— Exercises —
[1] In the letters about the Port River dolphins, how often do babies suckle after birth?
[2] Quote the letters about the Port River dolphins word for word, from "Government bodies both" to "they are killed.".

— Provided text —
****

Other female dolphins assist at births, babysit the calves and help with their rearing. Babies suckle every 30 minutes after birth, and continue to drink from their mothers for 12 months. They are a metre long at birth and stay close to their caring mothers for 18 months.

Needlessly, newborns were killed this year because boaties put their thrills before caring for our unique, intelligent dolphins.

Christine Pierson. President, Cats Assistance To Sterilise

Susan Close is campaigning for a 118km protected zone

June 2018

It is so good to read that Susan Close is campaigning for a 118km protected zone, encompassing Garden Island, Barker Inlet, Outer Harbour, North Haven and north to Pt Gawler where speedboats and jet skis will be restricted to a blanket 10knot speed limit.

The huge groundswell of public opinion, 11,500 signatures, support this response. The Port Adelaide Dolphin Sanctuary is one of the few places in the world that has a resident dolphin population living in close proximity to an urban centre. These majestic creatures have lived since the 80's in danger of death from pollution and speeding

Diane Cornelius

Fight for dolphins

June 2018

Messenger Community News is to be commended for keeping the plight of the Port River dolphins in the forefront of people’s minds.

How good to hear that SA’s Environment Minister, David Speirs, is meeting with Dr Mike Bossly, who has had 30 years’ experience with the dolphins, to discuss their welfare, the pollution and speedboat hazards that they have faced for years.

Transport Minister Stephan Knoll has signed off on the environmentally catastrophic dredging of the river. He is unmoved by an 11,000-strong petition by concerned people, that is about making a well-signposted safe speed limit, rather than the present dangerous “four knots to unlimited”.

Dolphins do not know the boundaries of the sanctuary, so are extremely vulnerable. A question for Mr Speirs needs to be: “How much more will the dredging of the river for shipping affect our beautiful wildlife?” Why repeat past mistakes?

 Diane Cornelius

Correct your aim

May 2018

IN responce to the petition which asked the State Government to lower speeds in the Port River in order to protect the dolphins there, Transport Minister Stephen Knoll says that he believes that “the current speed limit regime works.”

Yes, it works very well, if your aim is to kill off the dolphin babies.

 Rosemary Kerr

Treasure our gift

May 2018

Here in the port, we have a rare gift of nature. Sadly this gift is so poorly appreciated by so many people.

I refer to the beautiful, clever, resilient creatures- the Dolphins of the Port River. How good it is to have dolphins living alongside us in suburbia. How much better it would be if we could be assured that they were being cherished and protected.

We are not acting as their custodians but rather as their mortal enemy. When we are not fouling their habitat with industrial waste ( more than twenty years worth) and polluting their water with our rubbish, we are maiming, mutilating and killing them in hit-and-run collisions.

Government bodies both local and state need to act now to ensure an authentic dolphin sanctuary: not a hit-and-miss affair but a genuinely safe haven free from pollution, poisons, danger and cruel abuse.

Rose Kerr

Port River Dolphins deserve protection

May 2018

The article "Port River Dolphins deserve protection," the river's majestic animals are fighting for survival. SA has the only wild dolphin pod living within our city limits.

A joyful baby boom has ended in tragedy, as three of the seven newborns have been killed. Boat strike and the shocking pollution of the river have been discussed for years without resolution. Mothers care for their young for six years, and grieve, carrying them for weeks when they are killed. 

Dolphins don't know where the limits of their 118 sq.km sanctuary boundaries are, so river users must take responsibility to ensure the safety of these unique creatures.The sanctuary includes Garden Island, Barker Outlet, North Haven and Outer Harbour. Clearly the 4knot (7Kmh) speed limit must be upheld. The pollution cleaned up, and polluters and speeding offenders prosecuted.

To allow dolphins to healthily thrive in their river home. People are asked not to feed them, and to call 82739100 is they see any dolphins injured.

****

— Entries shown —
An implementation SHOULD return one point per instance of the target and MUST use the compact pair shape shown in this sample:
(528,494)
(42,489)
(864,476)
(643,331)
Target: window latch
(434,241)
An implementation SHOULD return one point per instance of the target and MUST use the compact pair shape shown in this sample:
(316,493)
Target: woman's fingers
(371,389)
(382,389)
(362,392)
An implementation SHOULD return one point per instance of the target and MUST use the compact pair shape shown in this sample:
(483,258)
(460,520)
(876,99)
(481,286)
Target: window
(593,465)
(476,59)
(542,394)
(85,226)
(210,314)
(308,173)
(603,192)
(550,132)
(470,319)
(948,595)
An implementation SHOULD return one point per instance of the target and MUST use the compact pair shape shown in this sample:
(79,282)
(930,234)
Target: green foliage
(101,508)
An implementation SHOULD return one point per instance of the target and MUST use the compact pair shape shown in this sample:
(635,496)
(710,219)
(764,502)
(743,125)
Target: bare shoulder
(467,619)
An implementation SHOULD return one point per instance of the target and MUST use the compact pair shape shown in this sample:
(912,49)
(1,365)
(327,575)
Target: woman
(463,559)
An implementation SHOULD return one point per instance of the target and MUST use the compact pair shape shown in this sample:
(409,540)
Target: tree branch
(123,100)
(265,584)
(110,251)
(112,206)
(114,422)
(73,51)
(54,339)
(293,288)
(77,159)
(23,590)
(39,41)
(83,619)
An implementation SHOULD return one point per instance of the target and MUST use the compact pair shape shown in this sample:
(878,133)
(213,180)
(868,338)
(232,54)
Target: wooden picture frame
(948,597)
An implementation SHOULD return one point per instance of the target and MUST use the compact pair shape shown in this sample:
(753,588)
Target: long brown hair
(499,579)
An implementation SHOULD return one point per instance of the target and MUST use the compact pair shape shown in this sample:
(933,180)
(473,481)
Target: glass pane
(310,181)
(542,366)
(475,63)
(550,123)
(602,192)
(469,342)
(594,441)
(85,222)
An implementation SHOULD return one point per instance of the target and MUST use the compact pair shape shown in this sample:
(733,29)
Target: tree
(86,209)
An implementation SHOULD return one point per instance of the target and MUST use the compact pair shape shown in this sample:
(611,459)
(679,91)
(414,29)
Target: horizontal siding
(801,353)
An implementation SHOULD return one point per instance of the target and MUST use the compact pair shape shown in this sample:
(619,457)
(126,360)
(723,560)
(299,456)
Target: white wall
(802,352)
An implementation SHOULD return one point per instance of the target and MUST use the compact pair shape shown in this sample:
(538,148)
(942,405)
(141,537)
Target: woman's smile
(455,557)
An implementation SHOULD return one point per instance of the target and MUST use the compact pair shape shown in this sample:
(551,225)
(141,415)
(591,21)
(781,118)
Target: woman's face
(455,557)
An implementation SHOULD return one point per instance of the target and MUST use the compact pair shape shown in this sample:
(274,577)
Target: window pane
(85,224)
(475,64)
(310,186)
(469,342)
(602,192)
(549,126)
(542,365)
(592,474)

****

— Exercise answers —
[1] Every 30 minutes.

[2]
Government bodies both local and state need to act now to ensure an authentic dolphin sanctuary: not a hit-and-miss affair but a genuinely safe haven free from pollution, poisons, danger and cruel abuse.

Rose Kerr

Port River Dolphins deserve protection

May 2018

The article "Port River Dolphins deserve protection," the river's majestic animals are fighting for survival. SA has the only wild dolphin pod living within our city limits.

A joyful baby boom has ended in tragedy, as three of the seven newborns have been killed. Boat strike and the shocking pollution of the river have been discussed for years without resolution. Mothers care for their young for six years, and grieve, carrying them for weeks when they are killed.